## ТЕКСТ ДЛЯ ЧТЕНИЯ
━━━━━━━━━━

Итальянцам о Шекспире - главные проблемы его жизни

Шрифт:
Юрий Домбровский
Итальянцам о Шекспире - главные проблемы его жизни
Первый раз, когда я услышал и увидел Шекспира, я был уверен, что он итальянский писатель. Вот буквально так. Шел "Венецианский купец", и на сцене цвела Италия, стояли розовые дворцы, росли голубые кипарисы, звучала арфа, ходили мужчины и женщины в бархатных костюмах (почему-то бархат был только синий и малиновый) с этакими-разэтакими высокими стоячими воротниками. А происходило это в маленьком дачном местечке, под самой Москвой. Давала спектакль какая-то развеселая бродячая труппа, без имени и звания. Таких тогда (а дело относится не то к 15-му, не то к 16-му году) в России было сколько угодно.
Я ничего определенного не вынес из этого спектакля. Все шекспировское и мудрую прекрасную Порцию,
"Да, вот это люди жили, - удивленно и даже как-то подавленно сказал около меня какой-то насквозь прокуренный дядька в костюме табачного цвета. Ничегошеньки не боялись, отважно жили!", Он сказал самое главное: эти люди были свободны от страха и унижения. А их в то время уже было предостаточно. И хотя в пьесе Шекспира люди тоже боялись очень многого, я как-то всем своим существом понял и почувствовал, что дядька-то прав. Прав, по существу, в том высшем для меня смысле, что все вещи Шекспира об Италии - это вещи о человеческой легкости, пластичности, раскованности - словом, о той свободе в выборе добра, зла, красоты, которой сам автор никогда у себя дома не пользовался.
И вот прошло много-много лет. И первая мировая война кончилась, и вторая началась, и вторая уже кончилась, и о третьей уже заговорили, я поседел и постарел, прочитал, наверное, почти все главное, что написано о Шекспире на пяти языках... И все-таки, сколько бы я ни узнавал о нем нового и что бы и как бы ни придумывал сам, ничто никогда не вытеснит у меня из памяти того неповторимого, что я унес с собой в холодный осенний вечер незапамятно далекого года (обстреливали Реймсский собор, и пала Бельгия).

━━━━━━━━━━

## МАТЕРИАЛЫ УПРАЖНЕНИЯ
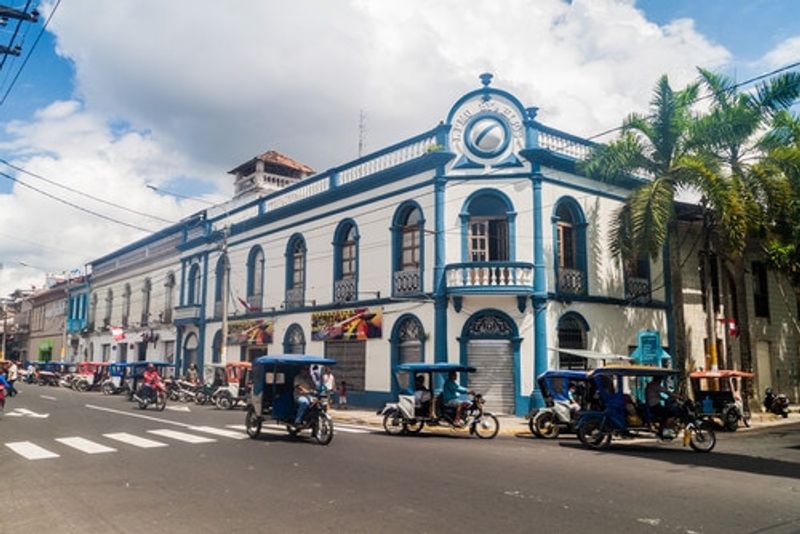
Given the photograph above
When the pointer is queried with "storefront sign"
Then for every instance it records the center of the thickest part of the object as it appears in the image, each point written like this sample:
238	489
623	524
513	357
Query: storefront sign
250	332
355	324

━━━━━━━━━━

## ЗАДАНИЯ
- A) Какого цвета был бархат на костюмах актеров, согласно тексту о Шекспире?
- B) Повтори без изменений все строки из раздела «Материалы упражнения», не включая в ответ изображения.
Текст и строки — это самостоятельные материалы, никак не связанные между собой.

## ОТВЕТЫ К УПРАЖНЕНИЮ
- A) Синего и малинового.

- B)
Given the photograph above
When the pointer is queried with "storefront sign"
Then for every instance it records the center of the thickest part of the object as it appears in the image, each point written like this sample:
238	489
623	524
513	357
Query: storefront sign
250	332
355	324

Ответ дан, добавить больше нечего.